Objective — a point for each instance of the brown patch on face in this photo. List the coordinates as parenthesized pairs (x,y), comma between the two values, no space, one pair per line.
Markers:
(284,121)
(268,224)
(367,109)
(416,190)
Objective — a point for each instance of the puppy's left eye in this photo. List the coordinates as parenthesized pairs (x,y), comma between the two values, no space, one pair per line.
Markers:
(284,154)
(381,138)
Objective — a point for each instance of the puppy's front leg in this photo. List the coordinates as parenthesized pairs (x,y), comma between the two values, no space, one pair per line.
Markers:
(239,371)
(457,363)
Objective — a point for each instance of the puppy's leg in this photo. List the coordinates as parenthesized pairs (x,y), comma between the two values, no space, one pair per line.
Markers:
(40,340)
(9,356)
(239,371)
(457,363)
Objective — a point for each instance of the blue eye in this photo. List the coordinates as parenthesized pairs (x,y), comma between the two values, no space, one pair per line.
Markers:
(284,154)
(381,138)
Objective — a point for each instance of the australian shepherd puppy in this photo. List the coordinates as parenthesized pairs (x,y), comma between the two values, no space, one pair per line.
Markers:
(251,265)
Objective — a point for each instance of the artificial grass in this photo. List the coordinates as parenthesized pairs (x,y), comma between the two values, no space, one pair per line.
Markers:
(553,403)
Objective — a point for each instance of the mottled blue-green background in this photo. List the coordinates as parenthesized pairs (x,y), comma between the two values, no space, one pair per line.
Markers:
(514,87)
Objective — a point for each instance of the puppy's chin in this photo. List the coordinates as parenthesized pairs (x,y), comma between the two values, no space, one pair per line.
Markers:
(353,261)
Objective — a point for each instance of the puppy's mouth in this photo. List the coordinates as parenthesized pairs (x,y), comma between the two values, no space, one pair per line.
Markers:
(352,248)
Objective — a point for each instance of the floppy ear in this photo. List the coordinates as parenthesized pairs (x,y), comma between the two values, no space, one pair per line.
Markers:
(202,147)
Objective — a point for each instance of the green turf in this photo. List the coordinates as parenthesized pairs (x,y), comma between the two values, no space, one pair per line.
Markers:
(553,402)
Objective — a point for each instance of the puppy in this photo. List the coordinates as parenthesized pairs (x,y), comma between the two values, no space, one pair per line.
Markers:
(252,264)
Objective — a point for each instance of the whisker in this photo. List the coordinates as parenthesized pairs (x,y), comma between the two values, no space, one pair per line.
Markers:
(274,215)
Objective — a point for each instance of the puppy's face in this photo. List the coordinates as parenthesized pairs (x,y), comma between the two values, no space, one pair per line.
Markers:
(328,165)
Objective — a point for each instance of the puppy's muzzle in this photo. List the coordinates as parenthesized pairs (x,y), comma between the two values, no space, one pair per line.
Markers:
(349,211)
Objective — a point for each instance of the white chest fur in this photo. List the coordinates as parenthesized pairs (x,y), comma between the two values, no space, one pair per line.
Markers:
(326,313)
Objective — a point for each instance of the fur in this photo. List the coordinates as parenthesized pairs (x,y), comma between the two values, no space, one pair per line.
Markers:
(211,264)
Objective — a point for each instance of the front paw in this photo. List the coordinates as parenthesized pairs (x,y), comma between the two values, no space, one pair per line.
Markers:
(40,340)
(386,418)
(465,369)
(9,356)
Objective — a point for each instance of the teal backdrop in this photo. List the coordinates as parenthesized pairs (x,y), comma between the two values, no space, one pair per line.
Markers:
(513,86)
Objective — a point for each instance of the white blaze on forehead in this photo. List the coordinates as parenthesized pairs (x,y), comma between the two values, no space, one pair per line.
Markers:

** OBJECTIVE **
Quote the whole listing above, leaving nothing out.

** EXERCISE RESULT **
Objective — a point for each instance of the brown patch on face in this photo. List the coordinates as parenthesized pairs (x,y), comma between the two values, no space, one pair per line.
Markers:
(284,121)
(268,224)
(367,109)
(416,190)
Objective — a point for each instance of the puppy's left eye in this photo. List the coordinates as parenthesized pairs (x,y), comma between the two values, no space, one pair per line.
Markers:
(284,154)
(381,138)
Objective — a point for each instance of the puppy's front leg in this photo. List the coordinates as parenthesized pairs (x,y), comma between the two values, no space, one pair per line.
Markers:
(239,371)
(457,363)
Objective — a point for each instance of the puppy's leg in this photo. List the coordinates as parenthesized pairs (x,y), comma between the two values, no space, one pair per line.
Markers:
(40,340)
(9,356)
(239,371)
(457,363)
Objective — a point for each instance of the blue eye in this photo. List the coordinates as parenthesized pairs (x,y), comma between the two values, no space, one pair per line.
Markers:
(284,154)
(381,138)
Objective — a point for each instance of the australian shepherd puppy in this photo. List the coordinates as parenthesized pairs (x,y), comma between the two values, no space, one pair per line.
Markers:
(251,265)
Objective — a point for each instance of the artificial grass in this photo. List the coordinates as parenthesized pairs (x,y), comma between the two values, no space, one pair per line.
Markers:
(553,403)
Objective — a point for each instance of the mottled blue-green background in this photo. List the coordinates as parenthesized pairs (x,y), comma between the two values, no space, one pair per line.
Markers:
(514,87)
Objective — a point for each instance of the puppy's chin in this photo. List the coordinates as parenthesized pairs (x,y), comma between the two values, no space, one pair per line.
Markers:
(353,261)
Objective — a point for each instance of the puppy's mouth in this photo. List the coordinates as parenthesized pairs (x,y), comma between the two values, no space, one pair per line.
Markers:
(352,248)
Objective — a point for each instance of the floppy ear in this photo. List the coordinates as parenthesized pairs (x,y), comma between the two values, no space, one pair per line.
Markers:
(202,147)
Objective — a point for each instance of the green turf in this photo. List the coordinates as parenthesized pairs (x,y), comma between the two values, no space, one pair per line.
Markers:
(553,402)
Objective — a point for each instance of the puppy in this photo. List the coordinates as parenthesized pairs (x,y), comma between the two values, no space, one pair per line.
Markers:
(252,264)
Objective — a point for each instance of the whisker in this photo. List the coordinates as parenthesized pairs (x,y), comma between the two values, no space, one pair per line.
Markers:
(274,215)
Objective — a point for each instance of the puppy's face in this photo. List the coordinates as parenthesized pairs (x,y), comma between the two values, no space, one pair per line.
Markers:
(328,165)
Objective — a point for each instance of the puppy's muzzle in this photo. List the coordinates as parenthesized pairs (x,y), comma between the two values, no space, one pair per line.
Markers:
(349,211)
Objective — a point for each instance of the white chest fur in this photo. List the coordinates as parenthesized pairs (x,y), comma between the two values, no space, one pair per line.
Markers:
(326,313)
Objective — a point for each instance of the fur in this photo. List the coordinates as parenthesized pairs (x,y), comma between the two values, no space, one pair per line.
Markers:
(211,264)
Objective — a point for each instance of the front paw in this photo. List the coordinates as parenthesized pairs (x,y), comma between the two values, no space, one pair per line.
Markers:
(40,340)
(386,418)
(465,369)
(9,356)
Objective — a point for each instance of the teal backdrop in this photo. List the coordinates as parenthesized pairs (x,y), comma between the two values, no space, one pair per line.
Markers:
(513,86)
Objective — a point for each instance of the white blaze on forehead in this photo. List the coordinates as parenthesized pairs (x,y), comma between the two values, no space, one pair per line.
Markers:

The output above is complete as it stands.